ЧТО СДЕЛАТЬ: Согласуются ли с текстом о Чехове и кино утверждения: (a) трудности перевода чеховской прозы на язык кино связаны среди прочего с пейзажем и портретом; (b) чеховские произведения легко поддаются переводу на экран; (c) в письме брату Чехов советовал в описаниях природы хвататься за мелкие частности? На каждое ответьте «да» или «нет» и дословно приведите решающие слова текста.

ИСХОДНЫЙ ТЕКСТ:
# # # # # # #

Так рождалось «произведение искусства, понимаемое динамически», задача которого «есть процесс становления образов в чувстве и разуме зрителя» (Эйзенштейн)29. Все это дает основание утверждать, что в творчестве Чехова кинематографическое начало стало ведущим и осуществлялось оно без «разрушения и разложения самих основ» реалистического искусства.
Однако киногеничность чеховских произведений не означает, что они легко поддаются переводу на экран. Конечно, после «Дамы с собачкой», «Дяди Вани» и «Неоконченной пьесы для механического пианино» о Чехове не скажешь того, что сказал Эйзенштейн о Пушкине: «не для кино»30, и тем не менее при переводе прозы Чехова на язык кино интерпретатора ожидает немало трудностей. Эти трудности не в последнюю очередь связаны с такими важнейшими составляющими его поэтики, как пейзаж и портрет.
Новизна чеховской поэтики — в силе ее воздействия на читателя, которого писатель «оформляет... в желаемой направленности (настроенности)»31. В цитированном уже письме брату (10 мая 1886 г.) Чехов подчеркивал: «В описаниях природы надо хвататься за мелкие частности, группируя их таким образом, чтобы по прочтении, когда закроешь глаза, давалась картина». Самобытность Чехова в описаниях природы ощущалась даже в сравнении с такими мастерами русской прозы, как Гончаров, Тургенев, Толстой.

# # # # # # #

Записи набора данных:
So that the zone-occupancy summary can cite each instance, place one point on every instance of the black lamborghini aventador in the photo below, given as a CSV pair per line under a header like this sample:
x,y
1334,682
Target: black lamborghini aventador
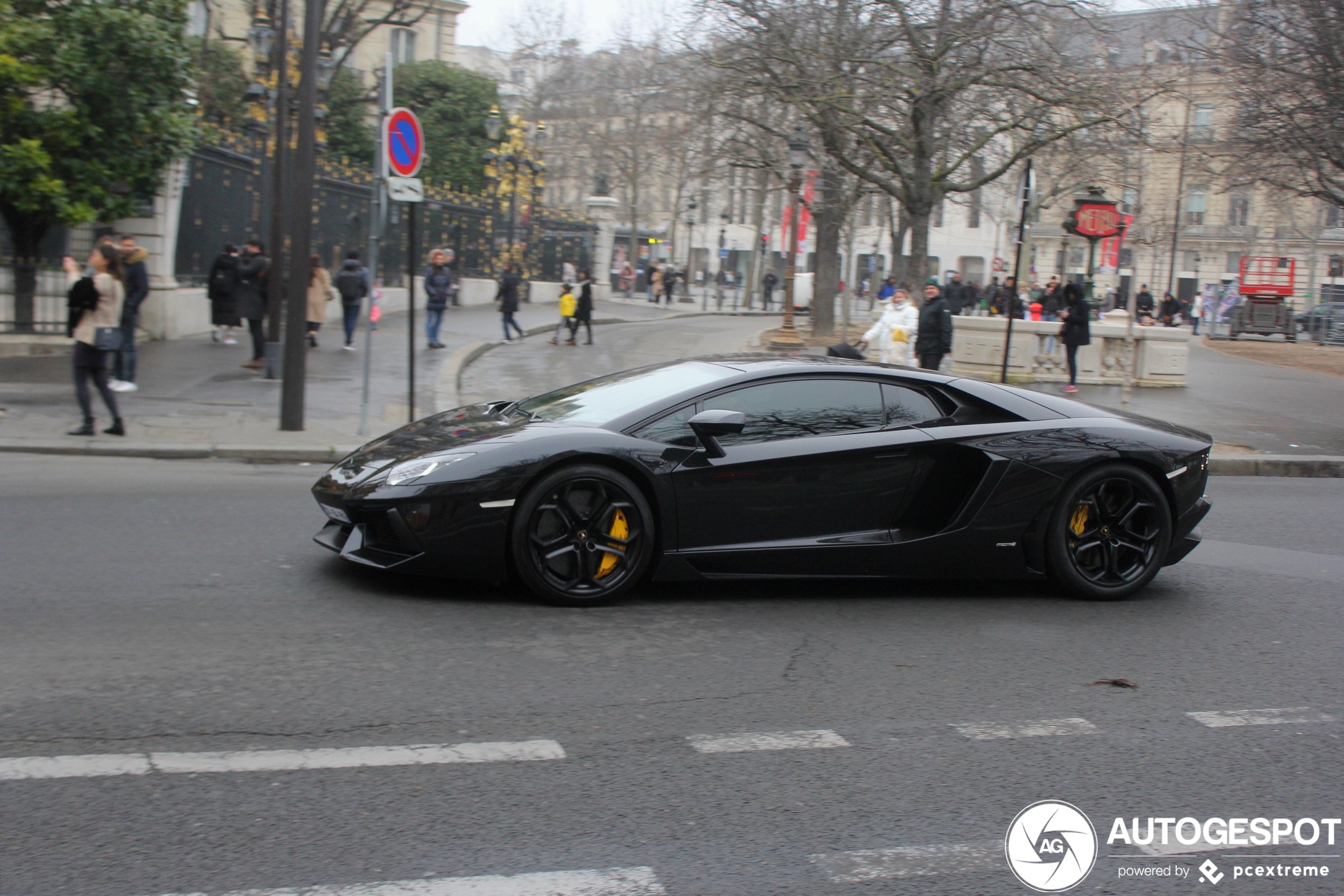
x,y
761,467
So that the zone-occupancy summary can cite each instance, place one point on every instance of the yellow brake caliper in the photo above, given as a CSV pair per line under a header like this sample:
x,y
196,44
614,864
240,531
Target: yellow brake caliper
x,y
620,529
1079,520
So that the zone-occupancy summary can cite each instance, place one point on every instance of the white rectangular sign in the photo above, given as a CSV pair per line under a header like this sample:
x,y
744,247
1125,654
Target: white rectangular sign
x,y
406,190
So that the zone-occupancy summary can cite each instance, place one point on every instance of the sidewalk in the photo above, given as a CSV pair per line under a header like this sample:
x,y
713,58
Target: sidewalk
x,y
197,401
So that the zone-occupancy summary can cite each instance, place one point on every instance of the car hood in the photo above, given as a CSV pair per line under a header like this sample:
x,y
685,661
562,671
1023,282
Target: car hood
x,y
453,429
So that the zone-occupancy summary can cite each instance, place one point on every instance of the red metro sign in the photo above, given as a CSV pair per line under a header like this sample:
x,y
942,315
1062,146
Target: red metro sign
x,y
1096,217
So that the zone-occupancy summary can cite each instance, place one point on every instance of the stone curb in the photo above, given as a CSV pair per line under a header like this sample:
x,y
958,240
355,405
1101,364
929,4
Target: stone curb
x,y
1270,465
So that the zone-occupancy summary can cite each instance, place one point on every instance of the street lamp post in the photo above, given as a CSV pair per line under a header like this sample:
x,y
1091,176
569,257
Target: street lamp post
x,y
788,339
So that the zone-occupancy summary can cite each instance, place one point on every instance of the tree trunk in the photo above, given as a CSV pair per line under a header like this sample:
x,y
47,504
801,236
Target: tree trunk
x,y
26,235
828,215
919,261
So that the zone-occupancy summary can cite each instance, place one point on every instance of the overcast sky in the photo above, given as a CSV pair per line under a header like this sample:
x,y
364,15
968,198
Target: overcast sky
x,y
492,23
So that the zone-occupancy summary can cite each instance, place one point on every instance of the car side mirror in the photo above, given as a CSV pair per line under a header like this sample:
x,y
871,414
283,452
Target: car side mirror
x,y
707,425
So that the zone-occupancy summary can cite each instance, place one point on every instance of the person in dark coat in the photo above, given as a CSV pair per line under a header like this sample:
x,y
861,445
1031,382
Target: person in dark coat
x,y
439,288
138,290
934,340
507,297
584,310
1076,331
250,297
220,289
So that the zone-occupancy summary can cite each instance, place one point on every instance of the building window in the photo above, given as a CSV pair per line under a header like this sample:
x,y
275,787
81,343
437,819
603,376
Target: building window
x,y
402,46
1196,203
1203,128
1128,200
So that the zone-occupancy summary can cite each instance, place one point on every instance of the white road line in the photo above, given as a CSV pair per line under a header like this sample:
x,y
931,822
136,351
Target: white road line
x,y
597,882
28,767
1234,718
1042,728
909,862
746,742
90,766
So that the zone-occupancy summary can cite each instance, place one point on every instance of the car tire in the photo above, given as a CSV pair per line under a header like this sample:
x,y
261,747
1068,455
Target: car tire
x,y
583,536
1109,533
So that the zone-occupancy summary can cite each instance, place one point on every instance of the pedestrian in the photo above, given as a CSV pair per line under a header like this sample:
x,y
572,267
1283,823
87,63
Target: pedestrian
x,y
439,288
319,293
768,285
934,334
507,297
568,307
136,280
221,288
1144,305
584,310
1170,312
352,285
97,332
253,269
670,278
1076,330
894,334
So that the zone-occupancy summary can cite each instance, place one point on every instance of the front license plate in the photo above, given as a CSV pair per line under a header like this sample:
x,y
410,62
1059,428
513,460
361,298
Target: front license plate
x,y
337,514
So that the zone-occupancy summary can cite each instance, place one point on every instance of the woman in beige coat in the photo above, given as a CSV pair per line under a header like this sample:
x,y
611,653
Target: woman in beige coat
x,y
319,293
90,363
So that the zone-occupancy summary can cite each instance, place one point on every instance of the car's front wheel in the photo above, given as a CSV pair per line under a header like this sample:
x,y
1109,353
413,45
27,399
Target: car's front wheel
x,y
1109,533
583,536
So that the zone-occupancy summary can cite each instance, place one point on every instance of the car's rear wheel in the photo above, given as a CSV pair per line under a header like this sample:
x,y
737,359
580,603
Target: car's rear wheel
x,y
583,536
1109,533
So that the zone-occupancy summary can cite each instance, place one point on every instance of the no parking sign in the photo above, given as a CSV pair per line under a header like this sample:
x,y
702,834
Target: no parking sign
x,y
405,143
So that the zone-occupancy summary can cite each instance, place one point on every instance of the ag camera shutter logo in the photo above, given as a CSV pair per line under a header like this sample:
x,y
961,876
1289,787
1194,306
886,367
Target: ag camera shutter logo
x,y
1051,847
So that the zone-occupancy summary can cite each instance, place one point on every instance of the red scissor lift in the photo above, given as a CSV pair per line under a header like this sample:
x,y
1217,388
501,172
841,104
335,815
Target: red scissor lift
x,y
1265,285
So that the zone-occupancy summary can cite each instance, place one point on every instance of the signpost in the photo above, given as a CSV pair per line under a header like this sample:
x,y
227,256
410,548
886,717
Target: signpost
x,y
405,143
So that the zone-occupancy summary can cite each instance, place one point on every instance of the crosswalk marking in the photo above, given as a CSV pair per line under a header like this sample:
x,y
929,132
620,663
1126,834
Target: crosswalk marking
x,y
1234,718
909,862
596,882
746,742
1042,728
98,766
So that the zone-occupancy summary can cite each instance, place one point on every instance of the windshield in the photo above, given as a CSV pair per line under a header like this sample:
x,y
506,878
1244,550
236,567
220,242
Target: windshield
x,y
608,398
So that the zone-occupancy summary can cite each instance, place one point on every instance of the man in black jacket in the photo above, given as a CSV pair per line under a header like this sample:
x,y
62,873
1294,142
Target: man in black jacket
x,y
934,340
138,288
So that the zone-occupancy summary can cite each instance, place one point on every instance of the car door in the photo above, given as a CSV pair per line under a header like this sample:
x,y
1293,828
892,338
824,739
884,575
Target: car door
x,y
815,471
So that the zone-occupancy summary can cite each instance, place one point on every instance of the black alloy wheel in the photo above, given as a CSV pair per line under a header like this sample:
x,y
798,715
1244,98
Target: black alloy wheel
x,y
583,536
1109,534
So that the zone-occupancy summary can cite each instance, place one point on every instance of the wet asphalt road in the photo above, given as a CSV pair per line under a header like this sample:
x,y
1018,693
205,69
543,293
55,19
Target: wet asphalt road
x,y
180,606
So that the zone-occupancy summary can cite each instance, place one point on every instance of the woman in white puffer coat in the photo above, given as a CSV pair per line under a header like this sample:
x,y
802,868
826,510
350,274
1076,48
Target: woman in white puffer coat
x,y
894,334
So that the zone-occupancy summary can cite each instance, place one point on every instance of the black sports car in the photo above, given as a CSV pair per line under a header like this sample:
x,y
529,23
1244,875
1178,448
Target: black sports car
x,y
761,467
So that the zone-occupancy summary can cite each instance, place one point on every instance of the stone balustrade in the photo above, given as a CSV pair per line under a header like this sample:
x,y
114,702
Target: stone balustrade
x,y
1037,355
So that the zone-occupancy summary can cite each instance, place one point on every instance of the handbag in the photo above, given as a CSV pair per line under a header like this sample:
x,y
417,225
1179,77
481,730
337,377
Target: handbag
x,y
106,339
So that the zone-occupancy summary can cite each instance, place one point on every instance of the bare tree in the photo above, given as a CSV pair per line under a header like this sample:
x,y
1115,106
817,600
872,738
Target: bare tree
x,y
1288,66
924,98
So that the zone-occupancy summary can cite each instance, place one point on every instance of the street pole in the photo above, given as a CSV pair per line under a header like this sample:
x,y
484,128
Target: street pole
x,y
375,230
788,339
302,226
410,309
276,276
1016,269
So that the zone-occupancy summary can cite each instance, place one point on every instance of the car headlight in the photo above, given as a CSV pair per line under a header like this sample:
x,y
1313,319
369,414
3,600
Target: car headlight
x,y
422,467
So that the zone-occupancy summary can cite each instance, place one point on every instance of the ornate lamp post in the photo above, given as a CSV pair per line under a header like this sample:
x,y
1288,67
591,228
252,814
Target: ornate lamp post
x,y
788,339
690,246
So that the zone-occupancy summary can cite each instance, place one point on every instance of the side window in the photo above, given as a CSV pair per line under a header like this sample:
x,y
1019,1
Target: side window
x,y
796,409
671,429
906,406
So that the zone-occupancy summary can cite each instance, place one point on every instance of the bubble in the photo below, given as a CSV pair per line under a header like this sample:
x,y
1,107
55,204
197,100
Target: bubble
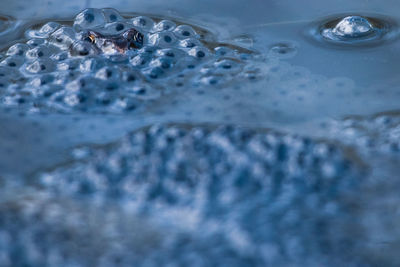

# # # # # # #

РЕШЕНИЕ ЗАДАНИЯ:
(a) Да: «Эти трудности не в последнюю очередь связаны с такими важнейшими составляющими его поэтики, как пейзаж и портрет».
(b) Нет: «Однако киногеничность чеховских произведений не означает, что они легко поддаются переводу на экран».
(c) Да: «В описаниях природы надо хвататься за мелкие частности».